*FRAGMENTO DE ORIGEN*.
"""
Una orfandad que hará más hondo su gusto por la soledad y tierna su relación con María después de su conversión. «Señora, cuando abandoné la Isla que en otro tiempo fue tu Inglaterra, tu amor me acompañaba, aunque no pudiese saberlo…». Para Thomas Merton María es la mediación de la gracia de un Dios que le atrae incomprensiblemente hacia sí. «Cuando yo creía que no había Dios, ni amor, ni misericordia, tú me guiabas al centro de Su amor». «Siempre he sobrepasado a Jonás en mi misericordia. Jonás, hijo mío, ¿has tenido tal vez una visión mía? Misericordia tras misericordia, tras misericordia».
Porque este hombre lleno de dones naturales, con un ansia infinita de saber e investigarlo todo, pleno de atractivo intelectual y de curiosidad acabará rendido por el Amor. Anhelaba un mundo nuevo y poner sus talentos a sanar las heridas del mundo, pero no imaginaba que su compromiso por las grandes causas de la humanidad (contra la guerra, por los derechos humanos y civiles…) lo llevaría a cabo en la soledad de la abadía trapense de Gethsemany, en Kentucky, en la vida apartada y contemplativa, en la plenitud de Dios. «El monje está interesado no tanto por sí mismo cuanto por Dios y por aquellos a los que Dios ama».
«En un mundo de ruido, confusión y conflicto hacen falta lugares como estos, de silencio, disciplina interior y paz; no la paz de la comodidad, sino la de la claridad interior y el amor basado en el seguimiento total a Cristo». Por eso, buscará en la soledad de monasterio la palabra precisa, honda, discernida para un permanente coloquio de intimidad con Dios, pero también para hablar de Dios con palabras nuevas a sus contemporáneos y entrar en conversación con ellos. Eso son precisamente sus libros: la conversación ininterrumpida de un hombre que pregunta, reflexiona, intuye, observa y escribe. Todo le interesa, todo le apasiona; lo absorbe todo.
"""
Datos de etiquetado por coordenadas
"""
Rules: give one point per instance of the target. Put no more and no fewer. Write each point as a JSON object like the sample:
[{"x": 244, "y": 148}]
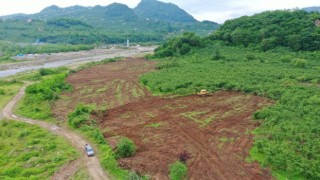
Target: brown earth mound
[{"x": 214, "y": 130}]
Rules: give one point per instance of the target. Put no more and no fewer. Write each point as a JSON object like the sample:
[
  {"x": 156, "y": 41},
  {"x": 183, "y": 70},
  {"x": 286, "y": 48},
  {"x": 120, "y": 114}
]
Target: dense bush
[
  {"x": 80, "y": 116},
  {"x": 288, "y": 137},
  {"x": 39, "y": 97},
  {"x": 178, "y": 171},
  {"x": 48, "y": 89},
  {"x": 268, "y": 30},
  {"x": 178, "y": 46},
  {"x": 29, "y": 152},
  {"x": 125, "y": 148}
]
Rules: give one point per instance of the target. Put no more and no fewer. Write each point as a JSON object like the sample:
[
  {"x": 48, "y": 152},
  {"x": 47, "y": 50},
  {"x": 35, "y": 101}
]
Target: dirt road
[
  {"x": 94, "y": 168},
  {"x": 214, "y": 130}
]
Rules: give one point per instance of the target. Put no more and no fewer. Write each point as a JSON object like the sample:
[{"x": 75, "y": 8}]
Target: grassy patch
[
  {"x": 8, "y": 89},
  {"x": 81, "y": 174},
  {"x": 37, "y": 102},
  {"x": 29, "y": 152},
  {"x": 289, "y": 133}
]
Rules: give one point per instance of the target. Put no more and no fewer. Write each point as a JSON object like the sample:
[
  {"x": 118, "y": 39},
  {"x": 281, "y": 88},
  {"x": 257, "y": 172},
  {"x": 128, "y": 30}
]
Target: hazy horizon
[{"x": 213, "y": 10}]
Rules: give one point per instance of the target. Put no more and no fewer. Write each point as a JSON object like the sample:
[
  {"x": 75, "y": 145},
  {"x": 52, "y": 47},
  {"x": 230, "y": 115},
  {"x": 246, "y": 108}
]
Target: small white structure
[{"x": 128, "y": 43}]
"""
*COMPLETA LO SIGUIENTE*.
A – Traduce al inglés esta oración del fragmento sobre Thomas Merton: «Eso son precisamente sus libros: la conversación ininterrumpida de un hombre que pregunta, reflexiona, intuye, observa y escribe».
B – Retoma el fragmento sobre Thomas Merton y continúalo a partir de su última oración.
Las entradas provienen de una fuente distinta.

*RESPUESTAS POR TAREA*.
A – That is precisely what his books are: the uninterrupted conversation of a man who asks, reflects, intuits, observes, and writes.

B –
Murió en Bangkok mientras asistía a un encuentro interconfesional de monjes y monjas contemplativos. Había sentido un gran interés por otras religiones y expresiones místicas, y su viaje a Asía le ofreció esta oportunidad de contacto. Porque pensaba que «mediante la apertura al budismo, al hinduismo, y a esas grandes tradiciones de Asia, gozamos de una maravillosa oportunidad de aprender más sobre la potencialidad de nuestras propias tradiciones». Era el año 1968, tenía 53 años, y aquel día el Espíritu, fiel compañero de camino por los senderos de la montaña de los siete círculos, lo condujo hasta la cima.
Si quieres saber quién soy,
no me preguntes dónde vivo,
o lo que me gusta comer,
o cómo me peino;
pregúntame, más bien,
por lo que vivo, detalladamente,
y pregúntame si lo que pienso
es dedicarme a vivir plenamente
aquello para lo que quiero vivir.
Un testigo de la fe en medio de las viejas convulsiones del siglo XX y de las contradicciones de lo nuevo que se alumbraba.